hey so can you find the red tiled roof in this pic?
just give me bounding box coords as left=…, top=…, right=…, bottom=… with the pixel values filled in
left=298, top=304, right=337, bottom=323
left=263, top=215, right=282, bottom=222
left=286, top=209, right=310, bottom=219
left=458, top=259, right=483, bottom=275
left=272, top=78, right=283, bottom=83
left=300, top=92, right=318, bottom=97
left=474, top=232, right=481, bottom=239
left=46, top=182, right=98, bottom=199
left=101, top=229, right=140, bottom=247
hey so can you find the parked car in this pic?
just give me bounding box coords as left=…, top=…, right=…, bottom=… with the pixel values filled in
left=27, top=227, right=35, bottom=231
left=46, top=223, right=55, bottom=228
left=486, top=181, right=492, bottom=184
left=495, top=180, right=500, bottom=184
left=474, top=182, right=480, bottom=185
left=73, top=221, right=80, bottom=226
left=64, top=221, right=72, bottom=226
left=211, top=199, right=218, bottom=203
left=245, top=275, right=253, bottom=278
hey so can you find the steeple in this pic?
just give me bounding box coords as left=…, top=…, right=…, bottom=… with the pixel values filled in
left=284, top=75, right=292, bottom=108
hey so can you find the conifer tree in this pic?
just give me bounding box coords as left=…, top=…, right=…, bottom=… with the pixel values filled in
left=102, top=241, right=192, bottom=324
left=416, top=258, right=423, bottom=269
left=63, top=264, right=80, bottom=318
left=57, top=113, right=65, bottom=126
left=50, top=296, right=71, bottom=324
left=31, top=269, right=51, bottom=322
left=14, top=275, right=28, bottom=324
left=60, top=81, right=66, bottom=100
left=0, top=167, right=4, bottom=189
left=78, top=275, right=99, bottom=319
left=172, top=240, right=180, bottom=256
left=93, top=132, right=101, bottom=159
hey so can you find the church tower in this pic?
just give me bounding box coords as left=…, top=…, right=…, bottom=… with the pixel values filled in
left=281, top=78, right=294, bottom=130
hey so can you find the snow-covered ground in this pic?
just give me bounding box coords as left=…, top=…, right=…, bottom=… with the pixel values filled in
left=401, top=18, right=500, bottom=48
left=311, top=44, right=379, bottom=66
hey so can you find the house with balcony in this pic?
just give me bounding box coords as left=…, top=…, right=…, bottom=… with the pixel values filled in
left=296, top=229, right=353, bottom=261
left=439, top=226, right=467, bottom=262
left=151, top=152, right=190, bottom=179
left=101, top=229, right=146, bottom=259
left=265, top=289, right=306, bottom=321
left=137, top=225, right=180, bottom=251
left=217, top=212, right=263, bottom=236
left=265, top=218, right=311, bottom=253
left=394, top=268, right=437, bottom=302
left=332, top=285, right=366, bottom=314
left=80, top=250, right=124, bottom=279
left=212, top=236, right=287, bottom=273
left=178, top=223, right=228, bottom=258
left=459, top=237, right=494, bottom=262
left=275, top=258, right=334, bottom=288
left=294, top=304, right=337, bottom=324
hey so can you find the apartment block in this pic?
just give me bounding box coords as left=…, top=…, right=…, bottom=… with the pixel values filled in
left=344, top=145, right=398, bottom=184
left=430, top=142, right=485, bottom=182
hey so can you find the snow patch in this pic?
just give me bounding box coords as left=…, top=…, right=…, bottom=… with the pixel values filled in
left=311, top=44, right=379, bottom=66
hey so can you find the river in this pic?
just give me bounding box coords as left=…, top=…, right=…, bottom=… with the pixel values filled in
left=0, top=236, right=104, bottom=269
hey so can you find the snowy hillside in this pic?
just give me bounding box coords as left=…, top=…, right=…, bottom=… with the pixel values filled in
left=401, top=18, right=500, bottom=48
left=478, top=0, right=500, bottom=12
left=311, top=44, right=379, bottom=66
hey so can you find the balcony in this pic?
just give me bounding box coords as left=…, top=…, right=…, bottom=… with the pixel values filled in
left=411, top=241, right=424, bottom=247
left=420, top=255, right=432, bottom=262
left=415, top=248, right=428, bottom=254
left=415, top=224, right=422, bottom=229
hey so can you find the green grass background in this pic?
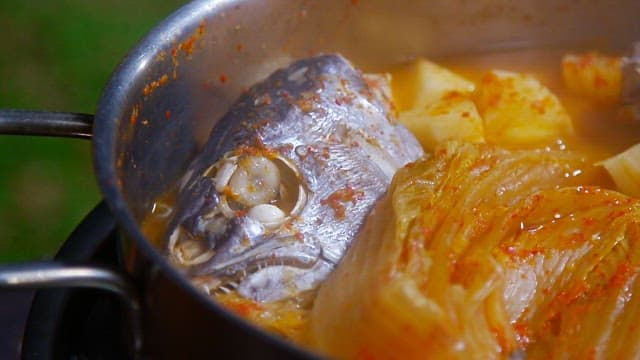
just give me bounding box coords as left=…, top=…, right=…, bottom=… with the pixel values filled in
left=0, top=0, right=186, bottom=261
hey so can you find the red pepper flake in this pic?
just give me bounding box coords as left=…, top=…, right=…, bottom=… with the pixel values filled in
left=556, top=280, right=589, bottom=305
left=488, top=94, right=502, bottom=108
left=577, top=53, right=595, bottom=69
left=513, top=322, right=531, bottom=345
left=144, top=74, right=169, bottom=97
left=227, top=301, right=261, bottom=317
left=445, top=185, right=460, bottom=193
left=501, top=244, right=518, bottom=257
left=364, top=76, right=382, bottom=91
left=280, top=143, right=294, bottom=153
left=321, top=186, right=365, bottom=219
left=165, top=110, right=172, bottom=120
left=564, top=232, right=586, bottom=247
left=481, top=72, right=497, bottom=83
left=471, top=216, right=492, bottom=238
left=170, top=47, right=179, bottom=77
left=608, top=262, right=636, bottom=289
left=235, top=143, right=278, bottom=159
left=298, top=99, right=314, bottom=112
left=129, top=105, right=140, bottom=126
left=530, top=96, right=552, bottom=115
left=197, top=21, right=206, bottom=36
left=159, top=74, right=168, bottom=86
left=280, top=90, right=290, bottom=99
left=607, top=210, right=627, bottom=221
left=594, top=73, right=609, bottom=89
left=180, top=21, right=206, bottom=57
left=182, top=37, right=196, bottom=57
left=461, top=111, right=470, bottom=118
left=321, top=147, right=331, bottom=159
left=236, top=43, right=244, bottom=52
left=351, top=0, right=359, bottom=5
left=501, top=243, right=545, bottom=260
left=220, top=74, right=228, bottom=84
left=335, top=95, right=354, bottom=106
left=542, top=312, right=563, bottom=335
left=168, top=22, right=206, bottom=79
left=442, top=91, right=464, bottom=101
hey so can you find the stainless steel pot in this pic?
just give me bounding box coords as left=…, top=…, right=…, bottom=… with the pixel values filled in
left=1, top=0, right=639, bottom=358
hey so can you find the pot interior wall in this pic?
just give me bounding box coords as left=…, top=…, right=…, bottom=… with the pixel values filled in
left=100, top=0, right=640, bottom=245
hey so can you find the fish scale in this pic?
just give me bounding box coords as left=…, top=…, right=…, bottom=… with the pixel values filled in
left=166, top=54, right=423, bottom=302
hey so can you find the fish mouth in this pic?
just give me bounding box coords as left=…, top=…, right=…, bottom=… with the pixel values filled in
left=171, top=221, right=324, bottom=301
left=193, top=234, right=323, bottom=297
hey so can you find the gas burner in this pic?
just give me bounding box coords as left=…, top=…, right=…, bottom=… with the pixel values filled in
left=12, top=203, right=129, bottom=359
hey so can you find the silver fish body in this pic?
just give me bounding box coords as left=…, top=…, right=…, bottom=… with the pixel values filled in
left=167, top=54, right=423, bottom=302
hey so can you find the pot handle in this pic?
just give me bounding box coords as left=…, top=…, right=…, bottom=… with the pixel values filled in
left=0, top=262, right=142, bottom=357
left=0, top=110, right=142, bottom=353
left=0, top=109, right=93, bottom=139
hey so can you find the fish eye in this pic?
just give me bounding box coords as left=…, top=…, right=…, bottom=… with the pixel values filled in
left=206, top=150, right=308, bottom=230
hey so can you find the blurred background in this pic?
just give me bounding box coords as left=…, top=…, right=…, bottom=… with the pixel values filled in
left=0, top=0, right=186, bottom=261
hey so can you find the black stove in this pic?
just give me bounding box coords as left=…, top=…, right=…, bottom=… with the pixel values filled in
left=1, top=203, right=130, bottom=359
left=1, top=201, right=321, bottom=360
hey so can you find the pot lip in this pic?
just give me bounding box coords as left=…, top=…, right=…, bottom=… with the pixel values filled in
left=93, top=0, right=321, bottom=358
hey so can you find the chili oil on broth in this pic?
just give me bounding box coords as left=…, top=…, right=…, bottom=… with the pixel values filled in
left=140, top=47, right=639, bottom=347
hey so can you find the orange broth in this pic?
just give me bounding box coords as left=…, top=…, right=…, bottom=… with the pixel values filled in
left=141, top=47, right=640, bottom=346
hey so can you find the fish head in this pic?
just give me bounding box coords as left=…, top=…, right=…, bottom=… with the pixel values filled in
left=167, top=147, right=326, bottom=301
left=163, top=54, right=425, bottom=303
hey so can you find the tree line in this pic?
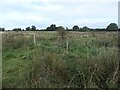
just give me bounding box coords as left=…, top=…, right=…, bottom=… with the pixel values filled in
left=0, top=23, right=119, bottom=31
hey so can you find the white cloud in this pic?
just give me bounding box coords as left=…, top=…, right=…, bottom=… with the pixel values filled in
left=1, top=0, right=119, bottom=3
left=30, top=3, right=63, bottom=11
left=72, top=18, right=117, bottom=26
left=0, top=0, right=118, bottom=29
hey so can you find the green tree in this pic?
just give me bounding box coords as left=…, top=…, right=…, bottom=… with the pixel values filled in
left=31, top=25, right=36, bottom=31
left=73, top=25, right=79, bottom=31
left=82, top=26, right=89, bottom=32
left=106, top=23, right=118, bottom=30
left=12, top=28, right=21, bottom=31
left=66, top=27, right=69, bottom=31
left=46, top=24, right=56, bottom=31
left=26, top=27, right=31, bottom=31
left=0, top=27, right=5, bottom=31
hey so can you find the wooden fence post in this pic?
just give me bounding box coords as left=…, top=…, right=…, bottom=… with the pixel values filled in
left=33, top=33, right=36, bottom=46
left=66, top=37, right=69, bottom=54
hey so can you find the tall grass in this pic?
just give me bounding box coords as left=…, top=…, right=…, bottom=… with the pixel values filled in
left=2, top=31, right=119, bottom=88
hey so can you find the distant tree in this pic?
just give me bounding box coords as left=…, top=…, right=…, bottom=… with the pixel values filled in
left=56, top=26, right=65, bottom=30
left=46, top=24, right=56, bottom=31
left=46, top=27, right=50, bottom=31
left=36, top=29, right=39, bottom=31
left=94, top=28, right=106, bottom=31
left=2, top=28, right=5, bottom=31
left=82, top=26, right=89, bottom=32
left=26, top=27, right=31, bottom=31
left=79, top=28, right=83, bottom=31
left=22, top=29, right=25, bottom=31
left=31, top=25, right=36, bottom=31
left=0, top=27, right=5, bottom=31
left=73, top=25, right=79, bottom=31
left=12, top=28, right=21, bottom=31
left=50, top=24, right=56, bottom=28
left=106, top=23, right=118, bottom=30
left=66, top=27, right=69, bottom=31
left=0, top=28, right=2, bottom=31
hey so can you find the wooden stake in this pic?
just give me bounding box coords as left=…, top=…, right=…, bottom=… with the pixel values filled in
left=66, top=37, right=69, bottom=54
left=33, top=33, right=36, bottom=46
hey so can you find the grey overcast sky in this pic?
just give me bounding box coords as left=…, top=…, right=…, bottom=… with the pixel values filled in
left=0, top=0, right=119, bottom=30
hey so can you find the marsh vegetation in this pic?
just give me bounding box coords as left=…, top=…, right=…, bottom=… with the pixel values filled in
left=2, top=31, right=119, bottom=88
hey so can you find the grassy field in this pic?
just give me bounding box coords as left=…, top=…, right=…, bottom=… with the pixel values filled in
left=2, top=31, right=119, bottom=88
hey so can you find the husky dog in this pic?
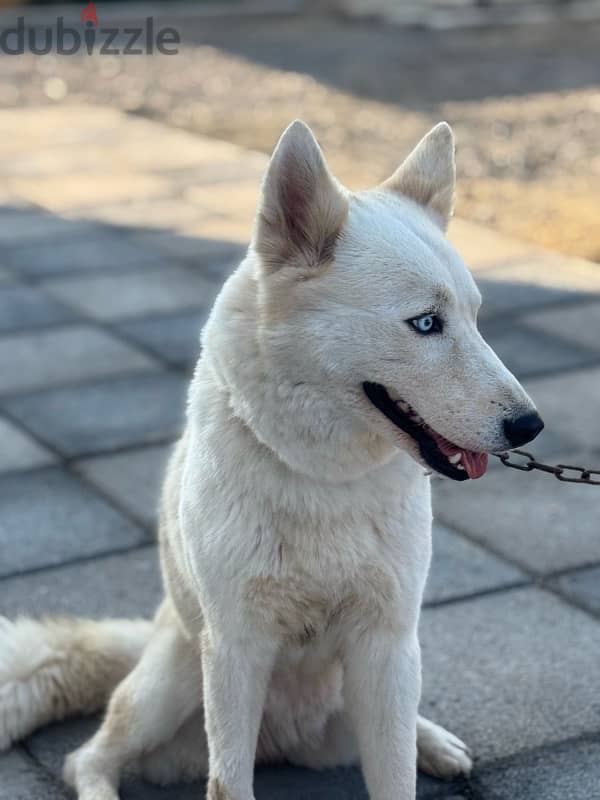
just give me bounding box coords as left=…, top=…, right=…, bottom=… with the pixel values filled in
left=0, top=121, right=543, bottom=800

» **Prompt**:
The required answer is the exact run of lines above starting at the line with "hey so can you find the fish eye in this pic?" and ending at the line with "hey so can you find the blurred", with both ends present.

» **Finished exercise**:
hey so can you find the fish eye in this pic?
just give me bounding box coords as left=…, top=…, right=…, bottom=… with the pixel values filled in
left=206, top=150, right=308, bottom=230
hey so can you find the blurred background in this pic?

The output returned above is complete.